╭─ Given entries

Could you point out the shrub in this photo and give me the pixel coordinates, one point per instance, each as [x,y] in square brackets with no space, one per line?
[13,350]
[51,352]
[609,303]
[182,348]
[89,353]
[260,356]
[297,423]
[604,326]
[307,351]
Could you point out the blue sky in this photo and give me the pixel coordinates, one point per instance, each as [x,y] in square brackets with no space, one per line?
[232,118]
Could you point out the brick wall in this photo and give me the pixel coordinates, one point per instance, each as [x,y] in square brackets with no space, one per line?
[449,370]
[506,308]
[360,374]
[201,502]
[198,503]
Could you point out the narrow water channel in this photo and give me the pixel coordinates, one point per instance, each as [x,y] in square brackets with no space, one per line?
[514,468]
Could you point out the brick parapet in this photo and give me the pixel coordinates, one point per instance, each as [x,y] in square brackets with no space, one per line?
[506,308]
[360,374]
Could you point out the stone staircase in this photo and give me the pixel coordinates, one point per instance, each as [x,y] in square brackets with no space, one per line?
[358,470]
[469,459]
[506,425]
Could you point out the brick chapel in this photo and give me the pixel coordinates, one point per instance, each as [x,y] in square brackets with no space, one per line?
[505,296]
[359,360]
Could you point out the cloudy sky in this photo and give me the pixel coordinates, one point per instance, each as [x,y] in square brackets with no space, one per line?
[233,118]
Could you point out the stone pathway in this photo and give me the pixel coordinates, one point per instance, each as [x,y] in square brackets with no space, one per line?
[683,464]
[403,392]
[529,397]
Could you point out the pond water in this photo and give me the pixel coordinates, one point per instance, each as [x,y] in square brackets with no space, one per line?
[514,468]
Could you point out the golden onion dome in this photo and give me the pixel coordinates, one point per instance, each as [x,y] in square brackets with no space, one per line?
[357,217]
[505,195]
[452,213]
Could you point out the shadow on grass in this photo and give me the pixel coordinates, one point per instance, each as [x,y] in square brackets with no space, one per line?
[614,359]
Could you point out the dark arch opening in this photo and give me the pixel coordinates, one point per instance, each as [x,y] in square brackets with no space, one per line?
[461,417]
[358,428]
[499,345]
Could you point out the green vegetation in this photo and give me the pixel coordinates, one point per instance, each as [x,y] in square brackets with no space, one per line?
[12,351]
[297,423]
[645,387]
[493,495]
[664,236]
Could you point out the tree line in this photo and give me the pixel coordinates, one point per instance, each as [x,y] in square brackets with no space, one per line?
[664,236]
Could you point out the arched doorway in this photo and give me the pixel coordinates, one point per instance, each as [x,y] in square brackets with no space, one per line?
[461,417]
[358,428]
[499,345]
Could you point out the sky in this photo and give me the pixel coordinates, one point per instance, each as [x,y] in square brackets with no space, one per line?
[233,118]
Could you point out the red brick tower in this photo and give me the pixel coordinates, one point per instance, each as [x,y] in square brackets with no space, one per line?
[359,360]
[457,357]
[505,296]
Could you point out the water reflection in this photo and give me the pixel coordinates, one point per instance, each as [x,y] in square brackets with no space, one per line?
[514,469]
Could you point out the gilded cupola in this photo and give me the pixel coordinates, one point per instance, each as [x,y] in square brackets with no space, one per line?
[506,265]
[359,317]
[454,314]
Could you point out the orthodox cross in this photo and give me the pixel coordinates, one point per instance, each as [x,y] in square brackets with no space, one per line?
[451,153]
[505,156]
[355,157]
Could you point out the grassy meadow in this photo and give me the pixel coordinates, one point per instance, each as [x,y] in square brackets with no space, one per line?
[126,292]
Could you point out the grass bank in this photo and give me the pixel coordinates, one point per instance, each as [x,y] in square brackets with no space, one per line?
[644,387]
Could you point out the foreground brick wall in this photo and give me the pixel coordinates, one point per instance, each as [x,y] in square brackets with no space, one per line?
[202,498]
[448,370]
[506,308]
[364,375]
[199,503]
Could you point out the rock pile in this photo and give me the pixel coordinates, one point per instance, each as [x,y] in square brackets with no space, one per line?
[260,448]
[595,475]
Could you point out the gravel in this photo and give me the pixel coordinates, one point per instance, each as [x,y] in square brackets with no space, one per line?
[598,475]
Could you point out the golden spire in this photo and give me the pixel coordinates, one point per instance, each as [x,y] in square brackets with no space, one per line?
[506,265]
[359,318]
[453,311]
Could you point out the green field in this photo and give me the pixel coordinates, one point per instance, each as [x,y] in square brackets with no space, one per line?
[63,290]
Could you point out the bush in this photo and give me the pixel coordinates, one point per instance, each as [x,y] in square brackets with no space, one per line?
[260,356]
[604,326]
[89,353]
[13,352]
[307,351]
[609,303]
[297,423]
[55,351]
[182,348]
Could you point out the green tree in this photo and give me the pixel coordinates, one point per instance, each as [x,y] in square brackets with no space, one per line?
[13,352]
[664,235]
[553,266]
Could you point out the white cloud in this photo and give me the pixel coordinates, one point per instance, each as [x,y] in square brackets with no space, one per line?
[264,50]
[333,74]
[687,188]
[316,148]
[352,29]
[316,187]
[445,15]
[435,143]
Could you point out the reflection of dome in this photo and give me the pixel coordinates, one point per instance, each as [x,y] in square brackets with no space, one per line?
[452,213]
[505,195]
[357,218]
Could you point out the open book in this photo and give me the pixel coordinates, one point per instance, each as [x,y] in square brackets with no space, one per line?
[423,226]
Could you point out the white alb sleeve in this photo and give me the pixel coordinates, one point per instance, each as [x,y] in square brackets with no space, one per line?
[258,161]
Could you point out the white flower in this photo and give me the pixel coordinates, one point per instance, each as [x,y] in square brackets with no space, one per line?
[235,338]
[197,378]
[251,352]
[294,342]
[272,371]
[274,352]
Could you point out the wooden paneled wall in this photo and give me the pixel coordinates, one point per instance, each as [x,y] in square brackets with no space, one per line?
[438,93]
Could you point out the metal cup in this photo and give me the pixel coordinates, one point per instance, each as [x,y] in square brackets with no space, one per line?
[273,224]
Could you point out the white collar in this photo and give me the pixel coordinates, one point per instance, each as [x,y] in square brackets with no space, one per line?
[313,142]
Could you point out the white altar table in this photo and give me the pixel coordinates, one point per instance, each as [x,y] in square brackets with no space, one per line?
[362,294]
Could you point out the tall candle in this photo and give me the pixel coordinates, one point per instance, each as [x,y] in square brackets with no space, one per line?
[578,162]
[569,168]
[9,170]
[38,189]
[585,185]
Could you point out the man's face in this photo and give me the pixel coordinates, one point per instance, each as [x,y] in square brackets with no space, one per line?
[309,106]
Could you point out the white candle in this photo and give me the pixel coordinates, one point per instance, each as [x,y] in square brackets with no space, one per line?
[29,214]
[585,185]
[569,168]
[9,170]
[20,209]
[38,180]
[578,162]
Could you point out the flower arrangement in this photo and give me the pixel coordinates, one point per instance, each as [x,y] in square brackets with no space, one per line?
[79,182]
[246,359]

╰─

Work to do :: Copy out all of the material above, changing every "point out" to "mark" and leaving the rest untouched.

The result ::
Could you mark the shrub in this photo and give me the pixel coordinates, one point per instance, each as [x,y] in square brackets with no space, one per line?
[13,350]
[51,352]
[609,303]
[182,348]
[89,353]
[260,356]
[297,423]
[604,326]
[307,351]
Could you mark the blue sky in this photo and give me the pixel coordinates, one point per instance, each as [x,y] in square brackets with no space, one per line?
[232,118]
Could you mark the brick wall in this photo and give me the pixel coordinates, one point per instance, each as [x,y] in square brackets with no space, one per line?
[449,370]
[506,308]
[360,374]
[201,502]
[198,503]
Could you mark the narrow water channel in this photo and give me the pixel coordinates, one point per instance, each as [x,y] in square brackets with no space, one per line?
[514,468]
Could you mark the brick parapet in this photo and give me the pixel coordinates, one point per instance, each as [x,y] in square brackets with no space, one per line?
[506,308]
[360,374]
Could you mark the stone staircase in this photo and give me the pixel coordinates, one point per instance, each as [x,y] in square brackets with no space, one per line?
[358,470]
[469,459]
[506,425]
Could you mark the brick chapel in this photo and give me the pixel coordinates, one point per instance, each as [x,y] in square brackets with no space, one per line?
[505,296]
[359,360]
Could you mark the cloudy sky in this photo and give me the pixel coordinates, one point per instance, each as [x,y] in square brackets with no space, one per line?
[233,118]
Could you mark the stone pathway in this photo and give me the pixel coordinates, one point per instance, each as [x,y] in square brackets with no space, one per line?
[683,464]
[403,392]
[529,397]
Could you mark the pond water in this photo and give me the pixel coordinates, one point per instance, each as [x,y] in square brackets with no space, one per line?
[514,468]
Could you mark the golden onion dome in this photo and give me the pixel coordinates, one point per instance, each as [x,y] in square brackets with no space, one per line?
[357,217]
[505,195]
[452,213]
Could you mark the shadow on grass in this photo and give me the pixel coordinates, one point per instance, each as [x,y] in square brackets with no space, one per line?
[614,359]
Could you mark the dark arch opening in this photo and give me the pixel coordinates, one point per instance, each as [x,y] in square brackets with no space, one per line?
[461,417]
[358,428]
[499,345]
Could you mark the green vegetation in this photo and give me the pixel coordinates, one point per instance, each as [x,y] in square brackets with no space, one per line?
[12,351]
[297,423]
[645,387]
[493,495]
[664,236]
Could you mark the tree line in this photo and give me the pixel coordinates, one point per instance, each as [x,y] in square brackets with no space, one per line?
[664,236]
Could you mark the arched doorway in this photo and give me the pixel coordinates, one point per instance, each as [x,y] in square brackets with no space, one per line?
[461,417]
[358,428]
[499,345]
Could you mark the sky in this photo and give me the pixel coordinates, one point per instance, each as [x,y] in square brackets with no space, one per line?
[233,118]
Could you mark the red brick tower in this photo and give me the pixel coordinates, one point per instance, each as [x,y] in square brackets with no space, one per line?
[359,360]
[457,357]
[505,296]
Could you mark the water reflection in this photo and give me the pixel coordinates, one point per instance, each as [x,y] in square brackets with no space, one per line?
[514,469]
Could you mark the gilded cupola in this photo and give me the pixel coordinates, one point per instance, each as [x,y] in square brackets with no space, one per line?
[506,265]
[359,317]
[454,314]
Could you mark the orthodox cross in this photo and give me the pixel coordinates, one point per instance, each as [x,y] in square brackets with no space, one per line?
[451,153]
[505,156]
[355,157]
Could you mark the grassy meadow in this photo and give me the pixel coordinates, one point per instance, each as [x,y] in square brackets with no space, one per line?
[126,292]
Could you mark the grass bank in this photo and give me the pixel coordinates, one point per instance, each as [x,y] in square brackets with no space, one per line?
[644,387]
Could you mark the foreground brick wall in this photo and give me the pixel coordinates, one point per instance, each as [x,y] in square brackets with no space, one per line?
[202,498]
[448,370]
[506,308]
[364,375]
[199,503]
Could you mark the rock pile in this photo and give me the pixel coordinates, one point per instance, each as [x,y] in square brackets with no space, one per line?
[260,448]
[595,475]
Could you mark the gravel in this photo and give me the pixel coordinates, one point per instance, each as [x,y] in square brackets with no space, one per line?
[598,475]
Could you mark the golden spire in this photo and give me the pixel coordinates, one point per instance, each as [x,y] in square brackets with no space, one per line?
[506,265]
[359,318]
[453,311]
Could you mark the green field in this photo and give me the pixel coordinates, one point per instance, each as [x,y] in square brackets with no space, one per line?
[63,290]
Could you mark the bush in this photo and give me the pixel coordinates, one point per instance, each as [x,y] in square brackets with no space, one per line?
[260,356]
[604,326]
[89,353]
[13,352]
[307,351]
[609,303]
[297,423]
[55,351]
[182,348]
Could you mark the green tree in this photo and give me the pixel coordinates, one point per instance, each as [x,y] in square brackets with no space, one per line?
[13,352]
[664,235]
[553,266]
Could you mark the white cloud in this photo and give me the pixel coordinates, one point per instance, each as [x,y] in square brackets with no space, one per line?
[264,50]
[333,74]
[687,188]
[316,148]
[352,29]
[316,187]
[445,15]
[435,143]
Could you mark the reflection of dome in this photo and give me the pixel coordinates, one point per instance, each as [x,y] in square brackets with no space, one per line?
[452,213]
[505,195]
[357,218]
Could you mark the open book in this photo and give me the pixel coordinates, one point per instance, each as [x,y] in square brackets with no space, one per line?
[423,226]
Could you mark the white alb sleeve in this photo and give me the pixel coordinates, one point per instance, each as [x,y] in square brackets with no space, one per line?
[258,161]
Could you mark the white flower in this photo and give me the pixel coordinates, one point per instance, each as [x,y] in square brackets with no space, one per line?
[235,338]
[197,378]
[251,352]
[294,342]
[272,371]
[274,352]
Could you mark the wooden paneled wall in this photo and give me the pixel coordinates, one point per instance, each as [x,y] in square brackets with no space, one per line?
[438,93]
Could you mark the metal cup in this photo and give me the pixel coordinates, one point per instance, each as [x,y] in square brackets with no space, one per line?
[273,224]
Could you mark the white collar in this photo and give me the pixel coordinates, one point per instance, each as [x,y] in square brackets with no space, one per line?
[313,142]
Could you mark the white altar table in this photo and give me the pixel coordinates, one point per instance, each as [x,y] in square brackets with no space, one per line?
[362,294]
Could you mark the tall candle in this photo and give me the pixel coordinates, one point per instance, each as [x,y] in square brackets with no space, one per line?
[578,162]
[569,168]
[9,170]
[38,189]
[585,185]
Could you mark the man's face in this photo and give me the pixel coordinates, one point per instance, each as [x,y] in square brackets with no space, one per line?
[309,106]
Could you mark the white candle in this photo and give me the pixel coordinates, one point per instance, each as [x,y] in square brackets with no space, one per line?
[29,214]
[585,185]
[569,168]
[9,170]
[20,209]
[38,180]
[578,162]
Could you mark the flower arrangement in this photo and give me the pixel coordinates, one point per instance, each as [x,y] in square brackets with no space, one per line?
[79,182]
[246,359]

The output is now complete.